:: PASSAGE SHOWN ::
The fields, town and flat-lands, with the river at their feet, make Cartaxo a rich landscape. The municipality is marked by agricultural fields, primarily vineyards, that occupy a large portion of the land. Vine cultivation and wine production has always been linked to the municipality, earning it the title Wine Capital of the Ribatejo.

===Human geography===
Situated in the heart of the Ribatejo, the municipality of Cartaxo occupies an area of approximately 160 km2, comprised from the civil parishes of Cartaxo, Ereira, Lapa, Pontével, Valada, Vale da Pedra, Vale da Pinta and Vila Chã de Ourique.

Administratively, the municipality is divided into 6 civil parishes (freguesias):
- Cartaxo e Vale da Pinta
- Ereira e Lapa
- Pontével
- Valada
- Vale da Pedra
- Vila Chã de Ourique

The municipality is served by the Linha Ferroviária do Norte, with the station at Setil, the most important: it is part of the national rail network connection between the north and south. The rail stations in Santana and Reguengo are also points of departure and ingress to Cartaxo, permitting a level of regional mobility.

====Twin towns — Sister cities====

Cartaxo is twinned with:
- Słupsk, Poland.

==Architecture==

===Civic===
- Assembly House of Cartaxo (Casa da Assembleia)
- Bandstand of Cartaxo (Coreto do Cartaxo)
- Bandstand of Pontével (Coreto de Pontével)
- Cartaxo Market (Mercado do Cartaxo)
- Casa do Povo de Pontével (Casa do Povo de Pontével)
- Commemorative Pillory of Pontével (Padrão Comemorativo do Foral de Pontével)
- Fountain of Concha (Fonte da Concha/Fontanário da Saramaga)
- Hospital of the Misericórdia of Cartaxo (Hospital da Misericórdia do Cartaxo)
- Lime Kiln of São Gens (Forno de Cal de São Gens)
- Medieval Bridge of Pontével (Ponte Medieval de Pontével)
- Municipal Culture Centre of Cartaxo (Cine-Teatro Municipal do Cartaxo/Cine-Ribatejo/Centro Cultural Município do Cartaxo)

:: SUPPLIED RECORDS ::
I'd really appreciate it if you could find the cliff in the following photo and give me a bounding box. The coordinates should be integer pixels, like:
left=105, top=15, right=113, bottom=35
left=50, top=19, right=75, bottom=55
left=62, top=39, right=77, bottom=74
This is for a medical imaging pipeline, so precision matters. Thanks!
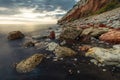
left=58, top=0, right=120, bottom=24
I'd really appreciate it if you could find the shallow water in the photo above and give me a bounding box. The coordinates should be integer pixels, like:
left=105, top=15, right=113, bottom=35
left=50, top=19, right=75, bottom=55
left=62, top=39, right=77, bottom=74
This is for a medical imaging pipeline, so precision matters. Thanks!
left=0, top=25, right=60, bottom=80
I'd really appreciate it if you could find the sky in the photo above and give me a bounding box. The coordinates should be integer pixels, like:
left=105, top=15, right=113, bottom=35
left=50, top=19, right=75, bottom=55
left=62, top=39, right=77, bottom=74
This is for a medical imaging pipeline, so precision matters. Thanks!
left=0, top=0, right=78, bottom=24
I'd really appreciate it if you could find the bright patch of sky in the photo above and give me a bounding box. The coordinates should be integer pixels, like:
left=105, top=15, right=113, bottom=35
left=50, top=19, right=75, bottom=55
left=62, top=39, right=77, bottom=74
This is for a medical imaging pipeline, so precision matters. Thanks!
left=0, top=0, right=78, bottom=24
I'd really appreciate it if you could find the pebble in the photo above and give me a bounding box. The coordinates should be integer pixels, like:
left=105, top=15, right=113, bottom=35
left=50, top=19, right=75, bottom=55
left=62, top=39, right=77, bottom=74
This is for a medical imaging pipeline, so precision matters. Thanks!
left=77, top=70, right=80, bottom=74
left=103, top=69, right=107, bottom=72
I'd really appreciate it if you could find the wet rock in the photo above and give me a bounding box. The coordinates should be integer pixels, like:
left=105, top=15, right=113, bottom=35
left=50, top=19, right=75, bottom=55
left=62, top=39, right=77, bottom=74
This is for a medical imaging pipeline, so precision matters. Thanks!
left=86, top=47, right=120, bottom=67
left=35, top=41, right=48, bottom=49
left=32, top=35, right=48, bottom=40
left=79, top=45, right=91, bottom=51
left=81, top=27, right=93, bottom=36
left=47, top=42, right=59, bottom=51
left=16, top=54, right=44, bottom=73
left=99, top=29, right=120, bottom=44
left=7, top=31, right=24, bottom=40
left=24, top=41, right=35, bottom=47
left=54, top=46, right=76, bottom=58
left=113, top=44, right=120, bottom=49
left=60, top=28, right=82, bottom=40
left=49, top=31, right=55, bottom=39
left=81, top=27, right=109, bottom=37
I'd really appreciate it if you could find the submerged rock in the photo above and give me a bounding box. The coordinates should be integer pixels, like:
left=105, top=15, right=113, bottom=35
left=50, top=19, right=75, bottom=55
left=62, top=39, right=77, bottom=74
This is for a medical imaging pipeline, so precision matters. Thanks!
left=54, top=46, right=76, bottom=58
left=7, top=31, right=24, bottom=40
left=16, top=54, right=44, bottom=73
left=86, top=47, right=120, bottom=67
left=24, top=41, right=35, bottom=47
left=60, top=28, right=82, bottom=40
left=100, top=29, right=120, bottom=44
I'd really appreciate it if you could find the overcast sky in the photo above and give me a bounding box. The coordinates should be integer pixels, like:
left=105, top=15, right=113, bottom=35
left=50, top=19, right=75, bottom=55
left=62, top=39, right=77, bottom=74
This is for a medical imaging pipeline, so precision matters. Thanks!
left=0, top=0, right=78, bottom=24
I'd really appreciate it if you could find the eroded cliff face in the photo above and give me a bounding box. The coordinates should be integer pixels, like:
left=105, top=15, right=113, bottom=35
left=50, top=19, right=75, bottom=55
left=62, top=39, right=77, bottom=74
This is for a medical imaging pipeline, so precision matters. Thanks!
left=58, top=0, right=116, bottom=24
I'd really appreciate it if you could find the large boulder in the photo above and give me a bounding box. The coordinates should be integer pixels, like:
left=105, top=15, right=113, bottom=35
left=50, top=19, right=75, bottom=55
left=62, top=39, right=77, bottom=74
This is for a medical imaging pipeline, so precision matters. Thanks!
left=81, top=27, right=109, bottom=37
left=16, top=54, right=44, bottom=73
left=49, top=31, right=55, bottom=39
left=54, top=46, right=76, bottom=58
left=99, top=29, right=120, bottom=44
left=8, top=31, right=24, bottom=40
left=86, top=47, right=120, bottom=67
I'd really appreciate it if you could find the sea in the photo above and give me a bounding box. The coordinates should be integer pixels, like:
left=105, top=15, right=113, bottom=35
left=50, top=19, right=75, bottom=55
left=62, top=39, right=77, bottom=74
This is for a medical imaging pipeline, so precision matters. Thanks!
left=0, top=24, right=66, bottom=80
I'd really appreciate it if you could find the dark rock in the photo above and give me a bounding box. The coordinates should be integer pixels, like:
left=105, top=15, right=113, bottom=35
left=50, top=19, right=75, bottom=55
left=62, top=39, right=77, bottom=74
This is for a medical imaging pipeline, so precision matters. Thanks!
left=7, top=31, right=24, bottom=40
left=54, top=46, right=76, bottom=58
left=16, top=54, right=44, bottom=73
left=24, top=41, right=35, bottom=47
left=60, top=28, right=82, bottom=40
left=49, top=31, right=55, bottom=39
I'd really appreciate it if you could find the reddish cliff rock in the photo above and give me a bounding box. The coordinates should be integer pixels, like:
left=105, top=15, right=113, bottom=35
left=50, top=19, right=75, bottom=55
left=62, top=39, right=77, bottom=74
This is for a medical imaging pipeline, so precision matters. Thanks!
left=100, top=29, right=120, bottom=44
left=58, top=0, right=114, bottom=24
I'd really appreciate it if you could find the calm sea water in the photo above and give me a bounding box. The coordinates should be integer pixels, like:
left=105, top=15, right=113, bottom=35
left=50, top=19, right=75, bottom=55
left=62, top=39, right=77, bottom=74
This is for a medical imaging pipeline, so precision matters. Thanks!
left=0, top=25, right=65, bottom=80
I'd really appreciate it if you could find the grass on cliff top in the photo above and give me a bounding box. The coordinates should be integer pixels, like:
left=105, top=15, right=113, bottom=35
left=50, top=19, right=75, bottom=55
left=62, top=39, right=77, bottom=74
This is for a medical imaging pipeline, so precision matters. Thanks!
left=94, top=1, right=120, bottom=14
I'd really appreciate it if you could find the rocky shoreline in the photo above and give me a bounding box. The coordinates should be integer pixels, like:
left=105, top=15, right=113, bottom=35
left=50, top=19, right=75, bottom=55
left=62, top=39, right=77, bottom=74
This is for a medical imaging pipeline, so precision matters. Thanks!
left=5, top=0, right=120, bottom=80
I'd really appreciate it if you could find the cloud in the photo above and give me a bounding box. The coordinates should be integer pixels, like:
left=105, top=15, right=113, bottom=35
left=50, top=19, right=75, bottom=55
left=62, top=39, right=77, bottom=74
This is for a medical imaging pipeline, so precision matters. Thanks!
left=0, top=0, right=76, bottom=22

:: PROMPT 1 ::
Answer these three questions using the Cartaxo passage, one answer per line and marked (a), (b) and (c):
(a) What approximate area does the municipality occupy?
(b) Which city is Cartaxo twinned with?
(c) Which rail station is called the most important?
:: PROMPT 2 ::
List every civil parish into which the Cartaxo passage says the municipality is administratively divided.
:: PROMPT 3 ::
Copy the stretch of the Cartaxo passage from "Cartaxo is twinned" through "(Coreto de Pontével)" word for word.

:: EXPECTED ANSWER 1 ::
(a) Approximately 160 km2
(b) Słupsk, Poland
(c) The station at Setil

:: EXPECTED ANSWER 2 ::
- Cartaxo e Vale da Pinta
- Ereira e Lapa
- Pontével
- Valada
- Vale da Pedra
- Vila Chã de Ourique

:: EXPECTED ANSWER 3 ::
Cartaxo is twinned with:
- Słupsk, Poland.

==Architecture==

===Civic===
- Assembly House of Cartaxo (Casa da Assembleia)
- Bandstand of Cartaxo (Coreto do Cartaxo)
- Bandstand of Pontével (Coreto de Pontével)